Born in postwar Germany to a father who had served in two World Wars and a mother traumatized by the latest one, in 1968 Ulay traded the complexities of his home country for Amsterdam, a city he loved for its freewheeling counterculture, openness, and “constructive” brand of anarchism. He became part of the art scene and helped establish De Appel arts center, a new contemporary art institution focusing on performances. Ulay became a board member and held many performances and exhibitions there. One gallery in the exhibition is curated by De Appel, with three contemporary artists showing work that has an affinity with the work of Ulay.

Amsterdam Graffiti, 1970–1973, Polaroid type 107, 8.5 x 10.8 cm. Courtesy ULAY Foundation
Amsterdam Graffiti, 1970–1973, Polaroid type 107, 8.5 x 10.8 cm. Courtesy ULAY Foundation

The exhibition ULAY WAS HERE is curated by Hripsimé Visser and Rein Wolfs, in close collaboration with Hana Ostan Ožbolt from the ULAY Foundation and advice from Maria Rus Bojan. The exhibition is generously supported by Fonds 21, the Mondriaan Fund, Stedelijk Museum Fonds, Goethe-Institut and Profilex framers.

#### [Set problem]
Pull out everything in the Ulay excerpt from "The exhibition ULAY" down to "and Profilex framers.". The material has no connection to the text about Ulay.

#### [Collected material]

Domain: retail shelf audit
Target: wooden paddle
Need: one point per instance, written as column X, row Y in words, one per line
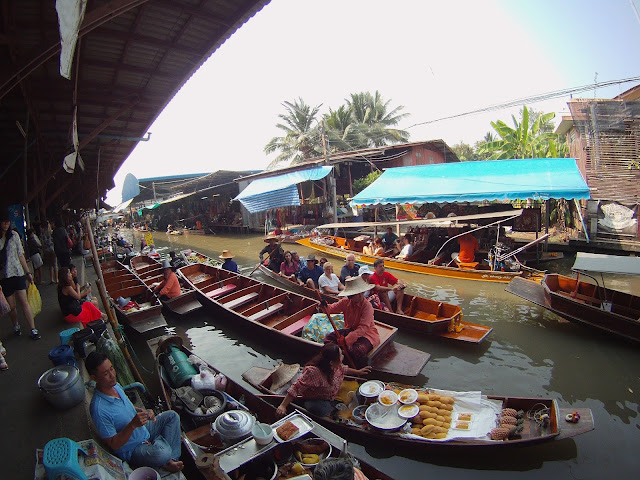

#### [Task response]
The exhibition ULAY WAS HERE is curated by Hripsimé Visser and Rein Wolfs, in close collaboration with Hana Ostan Ožbolt from the ULAY Foundation and advice from Maria Rus Bojan. The exhibition is generously supported by Fonds 21, the Mondriaan Fund, Stedelijk Museum Fonds, Goethe-Institut and Profilex framers.